Brano proposto >>
========

Che le cose sarebbero andate storte, lo scrissi già dopo aver letto la lista dei ministri: “Voi pensate che, con tutti questi ministri settentrionali, al Sud arriveranno i soldi che gli spettano? Che, per la verità, manco col governo Conte2, pieno di ministri meridionali, arrivavano. ” (https://www.quotidianodelsud.it/laltravoce-dellitalia/gli-editoriali/politica/2021/02/12/leditoriale-di-roberto-napoletano-laltravoce-dellitalia-il-ritorno-del-cavaliere-bianco/ ).
Qui ci devono essere le solite manine ministeriali, per la verità piuttosto maldestre, perché non sono i furbi presidenti di Giunta regionale dell’Emilia Romagna e del Veneto a redigere il PNRR.

========

Dati di espressioni referenziali basate su foto >>
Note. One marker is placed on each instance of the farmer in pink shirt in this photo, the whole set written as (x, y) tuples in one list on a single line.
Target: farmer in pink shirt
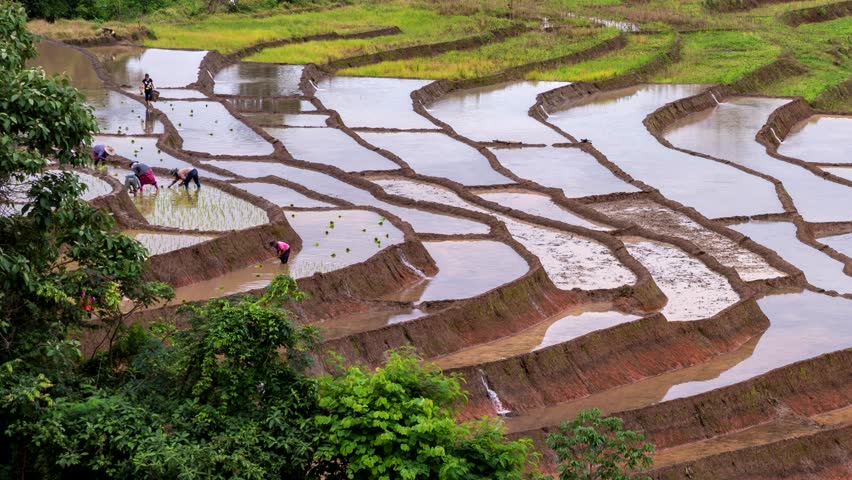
[(282, 249)]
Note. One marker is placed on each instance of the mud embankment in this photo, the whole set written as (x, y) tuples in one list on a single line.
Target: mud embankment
[(818, 14), (609, 358), (428, 50), (216, 61), (802, 389), (837, 98), (823, 455), (500, 312), (559, 97)]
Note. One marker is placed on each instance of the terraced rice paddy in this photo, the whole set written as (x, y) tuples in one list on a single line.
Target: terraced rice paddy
[(564, 248)]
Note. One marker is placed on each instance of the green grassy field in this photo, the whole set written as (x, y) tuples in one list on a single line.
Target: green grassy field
[(717, 47), (640, 50), (492, 58), (418, 27)]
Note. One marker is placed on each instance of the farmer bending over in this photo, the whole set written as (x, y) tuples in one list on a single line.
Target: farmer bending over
[(282, 249), (145, 175), (184, 176), (148, 88), (100, 152)]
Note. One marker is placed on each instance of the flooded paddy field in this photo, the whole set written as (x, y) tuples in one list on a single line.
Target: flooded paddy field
[(583, 285), (819, 139), (205, 209)]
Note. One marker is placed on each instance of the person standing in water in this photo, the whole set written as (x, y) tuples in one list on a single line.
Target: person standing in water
[(148, 88), (145, 175), (282, 249), (99, 153), (184, 176)]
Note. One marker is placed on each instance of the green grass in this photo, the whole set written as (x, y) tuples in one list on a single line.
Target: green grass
[(719, 57), (640, 50), (227, 33), (418, 27), (491, 58), (825, 49)]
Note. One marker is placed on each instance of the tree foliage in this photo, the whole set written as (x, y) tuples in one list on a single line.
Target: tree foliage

========

Consegna >>
Per favore, rispondi alle domande sul brano proposto, una per riga:
(a) Dopo aver letto che cosa chi scrive affermò già che le cose sarebbero andate storte?
(b) Quale governo viene indicato come pieno di ministri meridionali?
(c) Di quali regioni vengono nominati i presidenti di Giunta regionale?

Soluzione >>
(a) La lista dei ministri.
(b) Il governo Conte2.
(c) L'Emilia Romagna e il Veneto.